__Instructions for the task__
Show each line in the items below that contains the word "yellow". Case counts.

__Provided entries__

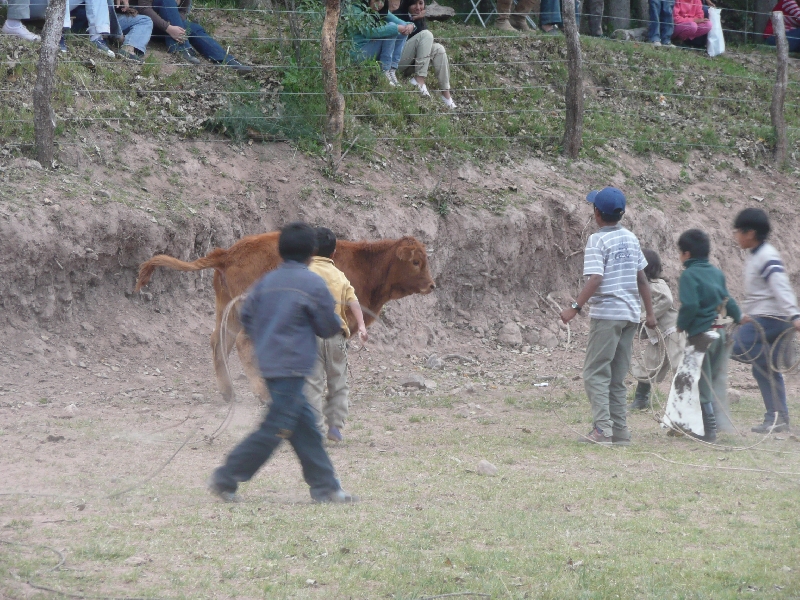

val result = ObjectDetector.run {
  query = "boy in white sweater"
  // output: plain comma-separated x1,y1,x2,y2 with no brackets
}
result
733,208,800,433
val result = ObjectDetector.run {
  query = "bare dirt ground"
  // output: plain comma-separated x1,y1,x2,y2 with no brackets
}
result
0,136,800,598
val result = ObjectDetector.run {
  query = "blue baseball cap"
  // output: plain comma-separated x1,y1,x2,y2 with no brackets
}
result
586,187,625,215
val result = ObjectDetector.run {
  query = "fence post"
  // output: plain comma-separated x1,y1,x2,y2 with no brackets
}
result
33,0,67,168
769,12,789,167
561,0,583,158
321,0,344,171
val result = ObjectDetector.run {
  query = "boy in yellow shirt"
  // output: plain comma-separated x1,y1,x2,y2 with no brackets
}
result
306,227,367,442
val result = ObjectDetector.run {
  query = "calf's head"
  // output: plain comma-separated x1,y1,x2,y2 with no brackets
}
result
387,237,436,300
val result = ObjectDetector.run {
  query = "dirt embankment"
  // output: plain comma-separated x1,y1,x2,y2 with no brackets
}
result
0,137,800,366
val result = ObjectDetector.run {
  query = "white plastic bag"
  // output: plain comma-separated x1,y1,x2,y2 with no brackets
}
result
706,6,725,56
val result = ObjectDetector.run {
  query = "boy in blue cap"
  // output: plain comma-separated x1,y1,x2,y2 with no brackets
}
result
561,187,656,446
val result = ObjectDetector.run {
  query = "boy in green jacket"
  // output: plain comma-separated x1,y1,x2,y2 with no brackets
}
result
677,229,742,442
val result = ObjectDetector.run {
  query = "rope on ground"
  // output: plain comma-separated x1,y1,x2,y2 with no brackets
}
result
0,540,67,571
25,580,167,600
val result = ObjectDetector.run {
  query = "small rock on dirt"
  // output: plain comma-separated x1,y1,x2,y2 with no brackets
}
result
539,329,558,350
728,388,742,404
11,157,42,171
425,354,444,369
476,459,497,477
497,321,522,346
400,373,425,390
425,2,456,21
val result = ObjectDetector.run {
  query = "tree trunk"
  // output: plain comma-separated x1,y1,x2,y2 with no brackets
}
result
769,12,789,168
320,0,344,171
33,0,67,168
561,0,583,158
607,0,631,31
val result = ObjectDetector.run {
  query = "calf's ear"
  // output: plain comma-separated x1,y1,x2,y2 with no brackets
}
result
397,246,414,260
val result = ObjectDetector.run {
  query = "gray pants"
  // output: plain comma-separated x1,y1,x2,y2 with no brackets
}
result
305,333,350,433
398,29,450,90
586,0,605,37
583,319,638,439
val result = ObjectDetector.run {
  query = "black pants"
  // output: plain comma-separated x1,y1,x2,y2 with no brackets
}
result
213,377,341,500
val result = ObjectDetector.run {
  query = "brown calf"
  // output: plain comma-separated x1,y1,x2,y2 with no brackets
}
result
136,232,436,401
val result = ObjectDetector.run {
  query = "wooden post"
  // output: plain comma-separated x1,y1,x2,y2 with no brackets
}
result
320,0,344,171
561,0,583,158
769,12,789,167
33,0,67,168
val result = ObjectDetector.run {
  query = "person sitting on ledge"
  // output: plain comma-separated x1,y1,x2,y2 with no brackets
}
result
130,0,253,73
662,0,711,45
764,0,800,52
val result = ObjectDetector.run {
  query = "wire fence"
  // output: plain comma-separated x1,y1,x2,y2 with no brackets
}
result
0,0,800,164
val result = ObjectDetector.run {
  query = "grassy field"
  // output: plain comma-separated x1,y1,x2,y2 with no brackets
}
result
0,378,800,600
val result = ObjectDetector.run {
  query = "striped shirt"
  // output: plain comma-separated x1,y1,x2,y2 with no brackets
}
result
742,242,800,318
583,225,647,323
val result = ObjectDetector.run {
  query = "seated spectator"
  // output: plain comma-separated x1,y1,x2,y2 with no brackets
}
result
395,0,456,108
350,0,415,86
764,0,800,52
130,0,253,73
29,0,117,58
494,0,536,31
536,0,581,35
672,0,711,41
69,0,153,64
2,0,42,42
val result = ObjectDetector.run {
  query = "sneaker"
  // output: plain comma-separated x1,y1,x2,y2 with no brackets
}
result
578,427,612,446
208,481,242,502
750,415,789,434
89,40,117,58
326,426,344,442
222,57,253,73
173,48,200,65
314,490,359,504
117,46,144,65
1,21,42,42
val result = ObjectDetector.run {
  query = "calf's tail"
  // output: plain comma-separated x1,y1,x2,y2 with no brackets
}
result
135,248,227,292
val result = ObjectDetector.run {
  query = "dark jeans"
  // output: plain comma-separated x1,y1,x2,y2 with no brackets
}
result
153,0,228,63
212,377,341,500
732,316,793,421
766,28,800,52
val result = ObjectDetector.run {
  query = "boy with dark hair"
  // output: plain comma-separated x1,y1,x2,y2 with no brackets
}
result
629,248,684,410
209,223,357,502
667,229,741,442
306,227,367,442
733,208,800,433
561,187,656,446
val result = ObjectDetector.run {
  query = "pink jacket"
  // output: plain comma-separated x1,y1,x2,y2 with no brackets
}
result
674,0,706,23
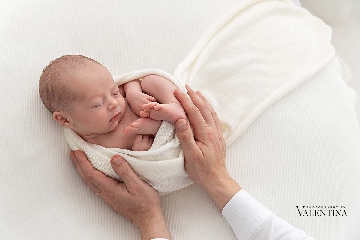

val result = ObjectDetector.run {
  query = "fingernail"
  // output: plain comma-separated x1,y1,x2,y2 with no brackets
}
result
111,155,122,166
176,119,186,131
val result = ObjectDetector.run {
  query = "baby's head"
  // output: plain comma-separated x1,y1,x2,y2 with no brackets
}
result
39,55,126,138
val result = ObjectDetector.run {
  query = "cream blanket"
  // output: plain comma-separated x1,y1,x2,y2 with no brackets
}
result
65,0,334,194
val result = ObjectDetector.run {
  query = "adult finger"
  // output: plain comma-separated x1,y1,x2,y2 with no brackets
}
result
196,91,222,132
175,119,202,159
111,155,144,194
185,85,215,127
174,89,206,130
70,151,101,195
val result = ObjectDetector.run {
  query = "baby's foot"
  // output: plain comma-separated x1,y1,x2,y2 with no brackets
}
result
140,102,186,124
124,118,161,135
131,134,154,151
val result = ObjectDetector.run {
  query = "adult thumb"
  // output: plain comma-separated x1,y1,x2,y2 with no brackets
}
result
175,119,196,151
111,155,140,185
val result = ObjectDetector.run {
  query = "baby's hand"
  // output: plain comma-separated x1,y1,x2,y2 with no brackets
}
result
126,91,156,116
132,134,154,151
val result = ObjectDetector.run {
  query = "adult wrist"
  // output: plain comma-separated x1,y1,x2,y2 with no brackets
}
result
203,175,241,210
138,210,171,240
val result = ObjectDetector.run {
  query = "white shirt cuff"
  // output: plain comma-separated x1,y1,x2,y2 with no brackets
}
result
222,189,271,239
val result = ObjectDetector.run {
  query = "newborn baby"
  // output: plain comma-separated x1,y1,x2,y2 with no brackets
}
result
39,55,186,151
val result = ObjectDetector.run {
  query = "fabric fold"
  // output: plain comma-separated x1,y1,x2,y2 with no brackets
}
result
65,0,335,194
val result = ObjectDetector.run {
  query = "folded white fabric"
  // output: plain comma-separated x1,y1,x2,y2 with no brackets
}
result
64,69,192,195
65,0,334,194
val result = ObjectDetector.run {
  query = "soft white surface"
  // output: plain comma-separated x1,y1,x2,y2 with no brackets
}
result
0,0,360,239
301,0,360,122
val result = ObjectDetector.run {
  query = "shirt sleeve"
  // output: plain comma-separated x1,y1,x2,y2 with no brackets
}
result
222,189,313,240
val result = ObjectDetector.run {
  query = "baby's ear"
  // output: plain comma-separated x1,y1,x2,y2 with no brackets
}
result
53,112,72,128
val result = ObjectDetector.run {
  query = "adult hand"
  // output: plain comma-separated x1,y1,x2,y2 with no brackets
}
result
70,151,170,239
175,86,241,209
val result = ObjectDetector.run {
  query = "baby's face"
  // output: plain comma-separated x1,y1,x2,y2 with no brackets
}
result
68,64,126,136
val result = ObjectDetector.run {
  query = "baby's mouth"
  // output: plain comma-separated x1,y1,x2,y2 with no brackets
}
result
109,113,120,122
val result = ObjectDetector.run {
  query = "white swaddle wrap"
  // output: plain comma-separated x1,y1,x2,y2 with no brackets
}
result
65,69,192,195
65,0,334,194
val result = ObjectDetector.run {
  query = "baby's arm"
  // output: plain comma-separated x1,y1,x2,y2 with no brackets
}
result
140,75,186,124
124,79,156,116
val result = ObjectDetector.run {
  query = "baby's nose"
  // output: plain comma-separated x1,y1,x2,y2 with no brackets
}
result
109,98,119,109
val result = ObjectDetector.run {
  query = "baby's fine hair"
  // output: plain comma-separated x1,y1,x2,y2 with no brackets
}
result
39,55,101,113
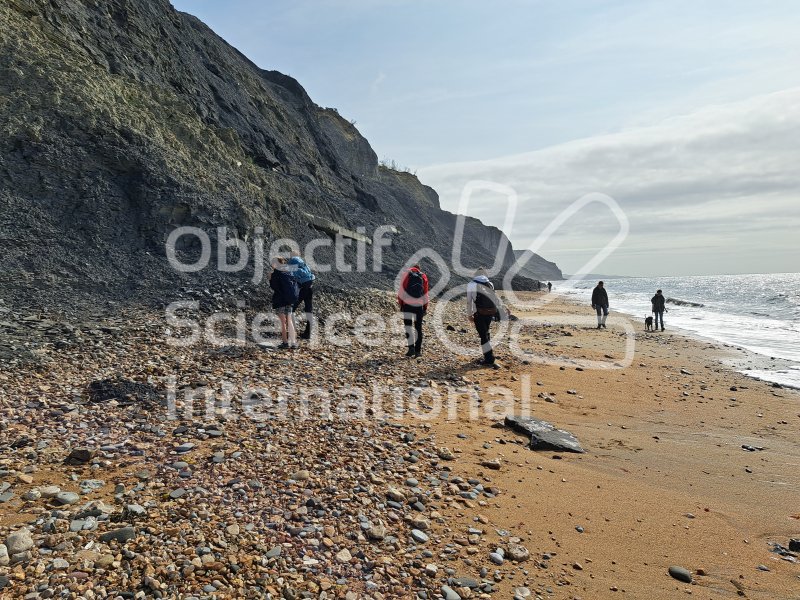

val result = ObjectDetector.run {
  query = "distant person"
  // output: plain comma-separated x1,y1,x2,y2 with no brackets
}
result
467,269,501,366
592,281,608,329
650,290,667,331
288,256,316,340
397,265,429,358
269,257,300,349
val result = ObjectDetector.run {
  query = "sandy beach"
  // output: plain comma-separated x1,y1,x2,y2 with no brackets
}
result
0,293,800,600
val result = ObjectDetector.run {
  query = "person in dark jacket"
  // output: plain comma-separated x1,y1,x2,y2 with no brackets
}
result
287,256,316,340
397,265,430,358
650,290,667,331
269,257,299,348
592,281,608,329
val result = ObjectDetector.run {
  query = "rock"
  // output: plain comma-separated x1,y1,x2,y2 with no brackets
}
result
6,528,33,556
386,486,406,502
411,529,430,544
336,548,353,563
100,527,136,544
53,492,81,506
367,523,386,540
505,415,585,453
39,485,61,498
447,577,480,590
441,585,461,600
64,448,94,466
50,558,69,571
22,488,42,502
667,566,692,583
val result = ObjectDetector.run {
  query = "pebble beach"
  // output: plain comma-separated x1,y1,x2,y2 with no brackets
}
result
0,292,800,600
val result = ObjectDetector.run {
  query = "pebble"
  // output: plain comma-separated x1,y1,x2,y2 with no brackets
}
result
411,529,430,544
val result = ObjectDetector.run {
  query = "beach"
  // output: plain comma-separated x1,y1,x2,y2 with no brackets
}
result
0,292,800,600
418,292,800,599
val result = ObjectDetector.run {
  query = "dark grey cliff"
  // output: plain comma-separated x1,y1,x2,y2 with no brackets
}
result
0,0,560,306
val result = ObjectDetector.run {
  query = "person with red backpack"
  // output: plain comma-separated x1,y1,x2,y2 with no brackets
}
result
397,265,429,358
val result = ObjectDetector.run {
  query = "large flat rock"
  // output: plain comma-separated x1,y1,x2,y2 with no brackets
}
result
505,415,586,453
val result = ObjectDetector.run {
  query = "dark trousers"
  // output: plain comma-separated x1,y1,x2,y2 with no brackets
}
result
293,281,314,339
403,306,425,354
475,313,494,364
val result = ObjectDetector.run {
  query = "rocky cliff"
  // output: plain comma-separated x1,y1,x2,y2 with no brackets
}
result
0,0,560,306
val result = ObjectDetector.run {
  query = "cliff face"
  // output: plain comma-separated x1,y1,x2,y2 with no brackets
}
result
0,0,560,305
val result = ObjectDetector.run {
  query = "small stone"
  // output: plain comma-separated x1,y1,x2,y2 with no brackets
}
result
289,469,311,481
411,529,430,544
53,492,81,506
64,448,94,466
441,585,461,600
507,543,531,562
50,558,69,571
367,523,386,540
667,566,692,583
22,488,42,502
336,548,353,563
39,485,61,498
6,528,33,556
100,527,136,544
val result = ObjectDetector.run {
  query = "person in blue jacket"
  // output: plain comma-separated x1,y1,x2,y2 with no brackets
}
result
269,257,300,348
288,256,316,340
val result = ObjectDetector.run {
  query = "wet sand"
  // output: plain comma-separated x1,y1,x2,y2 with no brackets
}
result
418,292,800,600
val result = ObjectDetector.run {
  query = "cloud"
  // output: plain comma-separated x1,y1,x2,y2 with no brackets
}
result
419,88,800,274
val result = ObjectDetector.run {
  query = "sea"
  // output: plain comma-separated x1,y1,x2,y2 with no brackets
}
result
556,273,800,389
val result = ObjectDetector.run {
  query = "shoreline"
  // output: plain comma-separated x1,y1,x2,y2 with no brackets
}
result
0,292,800,600
554,288,800,390
422,300,800,600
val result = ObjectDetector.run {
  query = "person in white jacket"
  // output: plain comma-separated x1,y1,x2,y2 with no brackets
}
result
467,269,499,365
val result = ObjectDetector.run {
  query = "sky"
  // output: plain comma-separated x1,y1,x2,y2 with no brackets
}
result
173,0,800,276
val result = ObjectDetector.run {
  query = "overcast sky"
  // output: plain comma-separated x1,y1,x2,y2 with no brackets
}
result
173,0,800,275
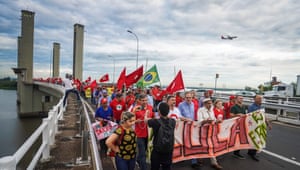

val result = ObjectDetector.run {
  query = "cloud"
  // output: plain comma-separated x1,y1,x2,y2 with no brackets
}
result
0,0,300,88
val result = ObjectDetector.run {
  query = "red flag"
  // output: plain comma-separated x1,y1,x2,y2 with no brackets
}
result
99,73,109,82
73,79,81,90
89,80,97,90
117,67,126,90
166,70,184,93
85,76,91,83
125,65,143,87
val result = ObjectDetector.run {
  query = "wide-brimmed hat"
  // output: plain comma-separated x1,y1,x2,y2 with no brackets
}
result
203,98,211,103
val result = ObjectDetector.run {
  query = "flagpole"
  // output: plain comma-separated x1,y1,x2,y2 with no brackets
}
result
174,65,176,76
127,30,139,69
108,55,116,85
145,57,148,70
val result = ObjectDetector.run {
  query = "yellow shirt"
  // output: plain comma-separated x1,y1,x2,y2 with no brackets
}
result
114,127,136,160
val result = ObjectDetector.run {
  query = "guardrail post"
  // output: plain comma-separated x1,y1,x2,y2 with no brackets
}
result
276,99,282,120
42,118,50,160
0,156,17,169
282,101,288,117
81,131,89,161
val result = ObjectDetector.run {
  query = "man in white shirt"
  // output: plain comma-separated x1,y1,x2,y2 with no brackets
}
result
167,96,182,119
197,98,223,169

__Final answer__
  query = "boy in yellow shirt"
  query = "yellow shirt"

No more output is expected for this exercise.